__Instructions for the task__
The records below must be reproduced in full and without error.

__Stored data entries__

►

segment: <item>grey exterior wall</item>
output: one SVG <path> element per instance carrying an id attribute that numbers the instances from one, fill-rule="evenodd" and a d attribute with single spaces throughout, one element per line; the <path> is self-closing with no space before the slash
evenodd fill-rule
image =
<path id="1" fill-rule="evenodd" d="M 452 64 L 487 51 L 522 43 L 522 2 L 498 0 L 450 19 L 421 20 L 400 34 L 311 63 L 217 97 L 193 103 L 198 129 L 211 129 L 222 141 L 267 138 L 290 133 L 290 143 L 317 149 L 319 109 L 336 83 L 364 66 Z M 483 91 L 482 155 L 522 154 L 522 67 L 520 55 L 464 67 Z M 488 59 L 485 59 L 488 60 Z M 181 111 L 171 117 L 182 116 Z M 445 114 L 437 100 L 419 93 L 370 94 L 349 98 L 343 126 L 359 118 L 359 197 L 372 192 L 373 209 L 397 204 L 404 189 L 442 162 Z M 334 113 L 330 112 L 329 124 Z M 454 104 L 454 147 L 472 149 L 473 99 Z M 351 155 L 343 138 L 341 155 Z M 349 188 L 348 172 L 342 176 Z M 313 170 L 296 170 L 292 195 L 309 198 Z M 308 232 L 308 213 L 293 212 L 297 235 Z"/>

◄

__Response__
segment: <item>grey exterior wall</item>
output: one SVG <path> element per instance carrying an id attribute that numbers the instances from one, fill-rule="evenodd" and a d attribute with single spaces throughout, one element per line; the <path> is self-closing with no space before the slash
evenodd fill-rule
image =
<path id="1" fill-rule="evenodd" d="M 452 64 L 487 51 L 522 43 L 522 2 L 498 0 L 450 19 L 421 20 L 400 34 L 311 63 L 217 97 L 193 103 L 198 129 L 211 129 L 222 141 L 267 138 L 290 133 L 290 143 L 317 149 L 319 109 L 336 83 L 364 66 Z M 483 91 L 482 155 L 522 154 L 522 67 L 520 55 L 464 67 Z M 488 59 L 485 59 L 488 60 Z M 181 111 L 171 117 L 182 116 Z M 445 114 L 437 100 L 419 93 L 370 94 L 349 98 L 343 126 L 359 118 L 359 197 L 372 192 L 373 209 L 397 204 L 404 189 L 442 162 Z M 334 113 L 330 112 L 329 124 Z M 454 104 L 454 147 L 472 149 L 473 99 Z M 351 155 L 343 138 L 341 155 Z M 349 188 L 348 172 L 342 176 Z M 313 170 L 296 170 L 292 195 L 309 198 Z M 308 232 L 308 213 L 293 212 L 297 235 Z"/>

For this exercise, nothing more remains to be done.